▶ Page excerpt:
I’ve been ill the last couple of days and we drove up to my Grandma’s house over the weekend. Those are my excuses for my lack of posts. I’m sure I could think of more excuses like my Carpal Tunnel has returned and is trying to bring me down or that I’m trying to cope with this whole Circle of Life crap.
Grandma isn’t doing well, at all. It doesn’t seem like she could weigh more than 50 pounds. She looks worse than those children you see on those television segments where they try to get you to sponsor a child. I’m not even kidding. She actually looks exactly like the skeletons we saw at The Human Body exhibit a few months back. It is all too much to take in at times. I have to separate my mind from the whole ordeal and just pretend this isn’t even happening. And even though she has been deteriorating for the last year, I don’t think anything could possibly prepare me for the day that we get the phone call that she has passed away.
I keep thinking back to May of last year, at Memorial Day, she was fine. And then in September of last year she was in the hospital after Chemo just about killed her and she looked like death. And since then, she has slowly gotten worse. She outlived the doctor’s predictions by almost a year… But was the year even worth it? She’s been mostly unresponsive since then and her mind has been going and going, slowly.

Stored data
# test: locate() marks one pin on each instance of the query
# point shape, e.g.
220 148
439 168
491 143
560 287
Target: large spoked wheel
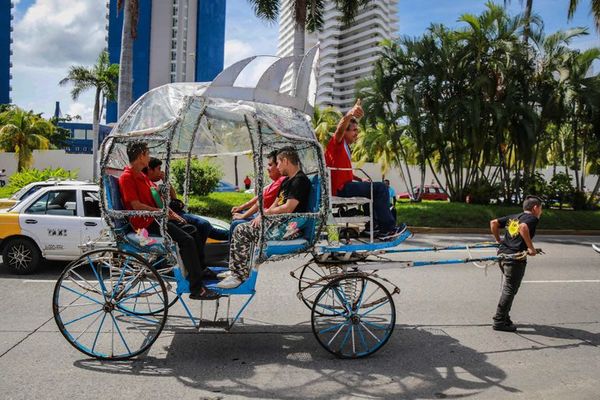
360 320
104 304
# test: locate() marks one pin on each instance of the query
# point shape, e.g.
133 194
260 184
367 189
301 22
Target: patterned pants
243 241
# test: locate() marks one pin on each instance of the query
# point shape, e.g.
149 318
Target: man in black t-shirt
292 198
520 230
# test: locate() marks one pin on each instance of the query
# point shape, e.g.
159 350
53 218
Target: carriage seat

▶ Activities:
1. Write out the passage from the blog post about Grandma's illness, starting at "I’ve been ill" and ending at "of Life crap.".
2. Answer these questions using the blog post about Grandma's illness:
(a) What two excuses does the writer give first for the lack of posts?
(b) At most how many pounds does the writer think Grandma could weigh?
(c) In what month of last year was Grandma in the hospital after chemo?
3. Extend the blog post about Grandma's illness from the point where it stops.

▶ Responses by task:
1.
I’ve been ill the last couple of days and we drove up to my Grandma’s house over the weekend. Those are my excuses for my lack of posts. I’m sure I could think of more excuses like my Carpal Tunnel has returned and is trying to bring me down or that I’m trying to cope with this whole Circle of Life crap.

2.
(a) Being ill the last couple of days and driving up to Grandma's house over the weekend.
(b) 50 pounds.
(c) September.

3.
Anyway, that’s what has been on my mind. And I’ve been sick. So I’ve been away from the computer. I uploaded a bunch of pictures to my Flickr account from our trip to Grandma’s house this last weekend. I love going to their house because it seems like time moves so much slower in a small town. The smells, the nature, the memories. It is all so overwhelming, in a good way. When I’m there I feel like I just want to revert back to when I was 10 years old and would spend an entire summer there. Grandpa would make popcorn and serve it up in paper sacks. We’d go to Braum’s for ice cream in the evenings and he would take me fishing.
Grandpa is hanging in there. But he looks so worn. He has been taking care of Grandma because she always said she never wanted to go into a nursing home. After seeing all that he has had to do and seeing how much it is taking a toll on his own health, I told Gene to just put me into a home if I ever get that bad. I feel so bad for Grandpa but he is a true hero to me. He has done so much for her and still does to this day.